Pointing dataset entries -
##########
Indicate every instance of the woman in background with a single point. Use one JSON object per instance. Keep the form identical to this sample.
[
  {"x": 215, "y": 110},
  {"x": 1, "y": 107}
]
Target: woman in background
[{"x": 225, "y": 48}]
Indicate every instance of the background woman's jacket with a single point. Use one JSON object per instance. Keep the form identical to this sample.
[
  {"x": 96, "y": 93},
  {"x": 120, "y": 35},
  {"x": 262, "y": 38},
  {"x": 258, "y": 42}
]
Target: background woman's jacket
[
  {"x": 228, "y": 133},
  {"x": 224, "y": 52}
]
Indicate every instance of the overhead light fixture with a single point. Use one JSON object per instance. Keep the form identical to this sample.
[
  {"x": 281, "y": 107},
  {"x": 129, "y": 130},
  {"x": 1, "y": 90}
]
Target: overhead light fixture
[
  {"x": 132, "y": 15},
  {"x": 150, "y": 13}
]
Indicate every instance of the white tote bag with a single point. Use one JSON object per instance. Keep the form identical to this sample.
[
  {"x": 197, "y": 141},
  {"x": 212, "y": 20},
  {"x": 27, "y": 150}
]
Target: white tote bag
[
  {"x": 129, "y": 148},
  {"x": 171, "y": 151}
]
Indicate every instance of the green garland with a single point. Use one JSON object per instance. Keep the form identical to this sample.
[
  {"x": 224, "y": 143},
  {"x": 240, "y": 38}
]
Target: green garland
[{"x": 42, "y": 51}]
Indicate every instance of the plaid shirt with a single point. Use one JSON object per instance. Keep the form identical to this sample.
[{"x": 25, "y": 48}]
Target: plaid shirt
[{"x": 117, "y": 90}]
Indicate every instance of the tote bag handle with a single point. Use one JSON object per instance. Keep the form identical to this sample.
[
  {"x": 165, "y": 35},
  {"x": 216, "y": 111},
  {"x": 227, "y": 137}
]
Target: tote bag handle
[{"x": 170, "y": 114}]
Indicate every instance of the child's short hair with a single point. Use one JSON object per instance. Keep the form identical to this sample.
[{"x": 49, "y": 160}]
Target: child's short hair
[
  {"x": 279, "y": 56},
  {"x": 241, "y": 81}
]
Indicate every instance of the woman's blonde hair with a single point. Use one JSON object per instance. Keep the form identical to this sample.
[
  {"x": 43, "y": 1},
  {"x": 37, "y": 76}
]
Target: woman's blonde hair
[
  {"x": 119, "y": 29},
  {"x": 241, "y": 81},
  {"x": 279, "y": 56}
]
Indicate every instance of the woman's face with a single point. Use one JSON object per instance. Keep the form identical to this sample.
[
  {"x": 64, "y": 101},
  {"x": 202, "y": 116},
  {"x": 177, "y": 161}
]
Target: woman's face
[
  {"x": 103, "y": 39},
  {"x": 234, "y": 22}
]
##########
GIVEN TASK - Reproduce every one of the entries above word for word, keeping each line and character unchanged.

FINAL RESULT -
Indicate every instance of the woman in background with a single point. Use one JSON object per instance. Keep the form identical to this sample.
[
  {"x": 215, "y": 110},
  {"x": 1, "y": 107}
]
Target: woman in background
[{"x": 225, "y": 48}]
Indicate every instance of the background woman's jacket with a single point. Use one JSON object per instance. Keep the form identical to this sample.
[
  {"x": 96, "y": 93},
  {"x": 120, "y": 35},
  {"x": 262, "y": 38},
  {"x": 258, "y": 42}
]
Target: background woman's jacket
[
  {"x": 228, "y": 133},
  {"x": 224, "y": 52}
]
Indicate every instance of the overhead light fixture with a single point. Use one JSON object per instance. Keep the form identical to this sample.
[
  {"x": 281, "y": 107},
  {"x": 129, "y": 130},
  {"x": 1, "y": 90}
]
Target: overhead light fixture
[
  {"x": 132, "y": 15},
  {"x": 150, "y": 13}
]
Indicate every instance of the white tote bag with a single point. Use one JSON object per instance. Keep the form identical to this sample.
[
  {"x": 197, "y": 141},
  {"x": 212, "y": 20},
  {"x": 27, "y": 150}
]
Target: white tote bag
[
  {"x": 129, "y": 148},
  {"x": 171, "y": 151}
]
Indicate every instance of the green garland with a single point. Use one JSON object per instance. Keep the form identical to this sample.
[
  {"x": 224, "y": 143},
  {"x": 240, "y": 38}
]
Target: green garland
[{"x": 42, "y": 51}]
Indicate every instance of the plaid shirt with a single point. Use one JSON object per instance. Keep the form identical to this sample.
[{"x": 25, "y": 48}]
Target: plaid shirt
[{"x": 117, "y": 90}]
Indicate every instance of the tote bag handle with a single point. Use one JSON object per instance. Keep the form identical to this sample.
[
  {"x": 165, "y": 35},
  {"x": 216, "y": 111},
  {"x": 227, "y": 137}
]
Target: tote bag handle
[{"x": 170, "y": 114}]
Indicate every instance of the child's short hair with a single point. Use one JSON object per instance. Keep the form identical to this sample.
[{"x": 49, "y": 160}]
Target: child's short hair
[
  {"x": 279, "y": 56},
  {"x": 241, "y": 81}
]
Indicate every instance of the woman's blonde hair with a single point. Use one JSON object per instance. Keep the form identical to this sample.
[
  {"x": 43, "y": 1},
  {"x": 37, "y": 76}
]
Target: woman's blonde hair
[
  {"x": 119, "y": 29},
  {"x": 241, "y": 81},
  {"x": 279, "y": 56}
]
Indicate every instance of the woman's face with a single point. Use one JSON object per instance. Keep the form identical to this sample.
[
  {"x": 64, "y": 101},
  {"x": 202, "y": 116},
  {"x": 177, "y": 161}
]
Target: woman's face
[
  {"x": 103, "y": 39},
  {"x": 234, "y": 22}
]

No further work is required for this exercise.